■ À faire ■
1) Pouvez-vous résumer l'homélie en deux phrases ?
2) Pouvez-vous restituer mot pour mot le passage de l'homélie compris entre « Et avec ce ton » et « vivit, n. 156) », ces deux bornes incluses ?

■ Texte ■
Messe en mémoire du pape François

Cathédrale Saint-Pierre de Rennes

Le mercredi 23 avril 2025

Homélie de Mgr Pierre d’Ornellas, archevêque de Rennes

Chers amis,

Nous le comprenons aisément en entendant la Première Lecture. Nous voyons Pierre est avec Jean, et parle à l’homme vulnérable, à l’homme fatigué, à l’homme qui n’arrive pas à marcher, à l’homme qui mendie. Il lui dit : « Ce que j’ai, je te le donne : Au nom de Jésus-Christ, lève-toi. » (Actes 3,6)

Voilà ce qu’est le ministère du successeur de saint Pierre : proclamer à temps et à contretemps pour tout homme blessé par la vie d’une manière ou d’une autre : « Ce que j’ai, je te le donne : au nom de Jésus-Christ, lève-toi. »

Le pape François, le Successeur de l’Apôtre Pierre, qui a accompli ce ministère pendant ces 12 dernières années, ne l’oublions pas, était un « compagnon de Jésus ». En entrant chez les Jésuites, il a décidé, par appel de Dieu, de vivre ce compagnonnage avec Jésus.

L’amitié avec Jésus

Il nous parle de ce compagnonnage comme d’une amitié.

« L’amitié avec Jésus est indéfectible. Il ne s’en va jamais, même si parfois il semble être silencieux. Quand nous en avons besoin, il se laisse rencontrer par nous (cf. Jérémie 29,14) et il est à nos côtés, où que nous allions (cf. Josué 1,9). Car il ne rompt jamais une alliance. » (Christus vivit, n. 154)

Cette amitié conduit à la prière : « Nous parlons avec l’ami, nous partageons les choses les plus secrètes. Avec Jésus aussi, nous parlons. La prière est un défi et une aventure. Et quelle aventure ! Elle permet que nous le connaissions mieux chaque jour, que nous entrions dans sa profondeur et que nous grandissions dans une union plus forte. […] Il est ainsi possible de faire l’expérience d’une union constante avec lui qui dépasse tout ce que nous pouvons vivre avec d’autres personnes. « Ce n’est plus moi qui vis mais le Christ qui vit en moi. » (Galates 2,20) » (Christis vivit, n. 155-156)

Et avec ce ton familier que nous avons appris à bien connaître, le Pape tutoie : « Ne prive pas ta jeunesse de cette amitié. Tu pourras le sentir à ton côté non seulement quand tu pries. Tu reconnaîtras qu’il marche avec toi à tout moment. Essaie de le découvrir et tu vivras la belle expérience de te savoir toujours accompagné. C’est ce qu’ont vécu les disciples d’Emmaüs quand Jésus se rendit présent et « marchait avec eux » (Luc 24,15) alors qu’ils marchaient et parlaient désorientés. » (Christus vivit, n. 156)

■ Données fournies ■
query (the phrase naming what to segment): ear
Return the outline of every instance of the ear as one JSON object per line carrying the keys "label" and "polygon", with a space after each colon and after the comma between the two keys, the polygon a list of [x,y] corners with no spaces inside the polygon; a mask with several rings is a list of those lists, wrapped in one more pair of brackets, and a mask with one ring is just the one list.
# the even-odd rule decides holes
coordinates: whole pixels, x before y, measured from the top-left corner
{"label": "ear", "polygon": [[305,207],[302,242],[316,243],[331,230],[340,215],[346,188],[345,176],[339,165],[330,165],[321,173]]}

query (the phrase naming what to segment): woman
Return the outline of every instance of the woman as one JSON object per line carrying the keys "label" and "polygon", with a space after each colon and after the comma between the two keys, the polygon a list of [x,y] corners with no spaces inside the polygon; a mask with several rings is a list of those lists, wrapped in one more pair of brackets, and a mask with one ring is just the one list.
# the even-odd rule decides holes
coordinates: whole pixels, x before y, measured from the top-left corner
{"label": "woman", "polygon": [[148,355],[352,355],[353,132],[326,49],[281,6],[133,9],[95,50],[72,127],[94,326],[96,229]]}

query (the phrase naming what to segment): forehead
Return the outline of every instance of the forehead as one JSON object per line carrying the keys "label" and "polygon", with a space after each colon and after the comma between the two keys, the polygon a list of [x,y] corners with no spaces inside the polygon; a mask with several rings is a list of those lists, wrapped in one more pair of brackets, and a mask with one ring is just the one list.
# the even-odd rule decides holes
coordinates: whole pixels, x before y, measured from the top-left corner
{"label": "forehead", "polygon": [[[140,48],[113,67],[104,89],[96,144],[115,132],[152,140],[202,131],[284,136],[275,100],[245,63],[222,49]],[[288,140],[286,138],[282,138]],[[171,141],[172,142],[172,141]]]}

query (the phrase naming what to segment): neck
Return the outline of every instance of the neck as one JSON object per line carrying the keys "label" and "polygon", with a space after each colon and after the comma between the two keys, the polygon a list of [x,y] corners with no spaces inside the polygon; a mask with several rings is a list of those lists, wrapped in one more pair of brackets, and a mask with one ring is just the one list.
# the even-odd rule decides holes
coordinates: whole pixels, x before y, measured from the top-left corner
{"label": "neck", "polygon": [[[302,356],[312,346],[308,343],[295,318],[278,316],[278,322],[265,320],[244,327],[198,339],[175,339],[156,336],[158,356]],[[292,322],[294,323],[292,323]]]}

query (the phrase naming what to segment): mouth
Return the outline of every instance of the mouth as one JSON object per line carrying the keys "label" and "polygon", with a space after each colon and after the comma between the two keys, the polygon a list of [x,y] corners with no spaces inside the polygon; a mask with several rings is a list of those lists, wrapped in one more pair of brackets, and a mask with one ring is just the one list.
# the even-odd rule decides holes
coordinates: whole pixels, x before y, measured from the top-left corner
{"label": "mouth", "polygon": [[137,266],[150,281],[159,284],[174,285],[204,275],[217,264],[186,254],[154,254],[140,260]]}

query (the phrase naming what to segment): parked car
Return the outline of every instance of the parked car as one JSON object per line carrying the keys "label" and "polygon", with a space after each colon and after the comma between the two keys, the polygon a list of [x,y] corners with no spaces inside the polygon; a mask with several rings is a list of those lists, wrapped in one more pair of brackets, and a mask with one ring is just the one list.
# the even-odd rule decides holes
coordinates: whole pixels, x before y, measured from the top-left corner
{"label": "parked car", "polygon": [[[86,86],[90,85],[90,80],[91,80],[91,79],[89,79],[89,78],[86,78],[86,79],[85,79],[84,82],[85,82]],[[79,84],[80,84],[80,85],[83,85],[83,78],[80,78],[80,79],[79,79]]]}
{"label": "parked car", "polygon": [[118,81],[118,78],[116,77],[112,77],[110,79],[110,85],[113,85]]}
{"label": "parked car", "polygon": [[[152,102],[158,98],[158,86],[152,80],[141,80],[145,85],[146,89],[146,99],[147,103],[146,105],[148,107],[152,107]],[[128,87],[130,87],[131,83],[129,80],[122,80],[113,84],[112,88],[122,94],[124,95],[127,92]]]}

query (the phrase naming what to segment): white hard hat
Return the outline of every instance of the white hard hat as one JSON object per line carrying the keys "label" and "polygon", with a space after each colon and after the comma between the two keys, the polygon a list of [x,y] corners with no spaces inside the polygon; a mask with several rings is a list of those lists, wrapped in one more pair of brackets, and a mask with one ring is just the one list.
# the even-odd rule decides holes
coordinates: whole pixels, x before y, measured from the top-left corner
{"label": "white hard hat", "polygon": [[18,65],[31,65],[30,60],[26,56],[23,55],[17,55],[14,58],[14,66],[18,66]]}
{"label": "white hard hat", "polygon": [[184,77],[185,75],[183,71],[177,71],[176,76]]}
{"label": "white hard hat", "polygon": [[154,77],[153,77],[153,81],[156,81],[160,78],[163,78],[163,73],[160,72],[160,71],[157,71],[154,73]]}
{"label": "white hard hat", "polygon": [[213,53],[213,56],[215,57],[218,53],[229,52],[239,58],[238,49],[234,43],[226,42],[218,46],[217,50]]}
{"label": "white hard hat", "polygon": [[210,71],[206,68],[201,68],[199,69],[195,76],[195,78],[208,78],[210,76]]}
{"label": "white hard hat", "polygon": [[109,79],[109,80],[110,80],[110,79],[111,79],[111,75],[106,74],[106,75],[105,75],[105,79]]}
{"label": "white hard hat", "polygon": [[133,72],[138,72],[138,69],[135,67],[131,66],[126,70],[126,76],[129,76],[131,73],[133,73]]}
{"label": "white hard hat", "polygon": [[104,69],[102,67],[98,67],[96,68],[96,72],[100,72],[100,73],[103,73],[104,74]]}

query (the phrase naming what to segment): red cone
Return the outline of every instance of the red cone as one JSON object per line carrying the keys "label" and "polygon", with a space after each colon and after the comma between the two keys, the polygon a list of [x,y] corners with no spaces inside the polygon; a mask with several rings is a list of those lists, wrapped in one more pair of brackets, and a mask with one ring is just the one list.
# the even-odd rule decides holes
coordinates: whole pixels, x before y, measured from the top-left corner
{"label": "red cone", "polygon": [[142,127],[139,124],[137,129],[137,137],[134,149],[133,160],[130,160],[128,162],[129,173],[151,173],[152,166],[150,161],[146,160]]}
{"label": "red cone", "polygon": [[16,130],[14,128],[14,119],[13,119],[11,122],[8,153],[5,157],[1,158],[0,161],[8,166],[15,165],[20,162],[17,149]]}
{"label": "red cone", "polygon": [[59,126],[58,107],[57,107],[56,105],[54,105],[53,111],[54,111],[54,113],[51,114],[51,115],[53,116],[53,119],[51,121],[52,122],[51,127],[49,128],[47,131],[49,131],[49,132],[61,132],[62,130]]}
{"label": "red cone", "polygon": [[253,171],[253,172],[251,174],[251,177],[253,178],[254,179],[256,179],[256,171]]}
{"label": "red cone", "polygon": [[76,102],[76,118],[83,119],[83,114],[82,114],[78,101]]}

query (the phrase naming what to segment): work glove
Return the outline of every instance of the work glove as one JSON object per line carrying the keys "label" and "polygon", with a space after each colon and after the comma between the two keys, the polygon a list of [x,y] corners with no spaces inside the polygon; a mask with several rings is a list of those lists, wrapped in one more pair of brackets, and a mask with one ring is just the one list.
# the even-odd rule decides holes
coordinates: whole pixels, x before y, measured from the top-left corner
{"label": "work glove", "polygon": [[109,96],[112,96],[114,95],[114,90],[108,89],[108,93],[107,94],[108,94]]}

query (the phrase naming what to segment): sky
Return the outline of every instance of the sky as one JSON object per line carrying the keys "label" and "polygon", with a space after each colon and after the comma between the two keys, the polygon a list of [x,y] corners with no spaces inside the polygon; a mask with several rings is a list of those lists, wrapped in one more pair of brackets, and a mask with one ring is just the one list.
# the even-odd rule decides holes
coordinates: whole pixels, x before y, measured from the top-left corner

■ Réponses par tâche ■
1) Lors d'une messe en mémoire du pape François à la cathédrale Saint-Pierre de Rennes, Mgr Pierre d'Ornellas présente le ministère du successeur de saint Pierre comme l'annonce faite à tout homme blessé par la vie : « Au nom de Jésus-Christ, lève-toi. » Il rappelle que François, entré chez les Jésuites, a choisi de vivre en « compagnon de Jésus » et qu'il parle de ce compagnonnage comme d'une amitié indéfectible qui conduit à la prière.

2)
Et avec ce ton familier que nous avons appris à bien connaître, le Pape tutoie : « Ne prive pas ta jeunesse de cette amitié. Tu pourras le sentir à ton côté non seulement quand tu pries. Tu reconnaîtras qu’il marche avec toi à tout moment. Essaie de le découvrir et tu vivras la belle expérience de te savoir toujours accompagné. C’est ce qu’ont vécu les disciples d’Emmaüs quand Jésus se rendit présent et « marchait avec eux » (Luc 24,15) alors qu’ils marchaient et parlaient désorientés. » (Christus vivit, n. 156)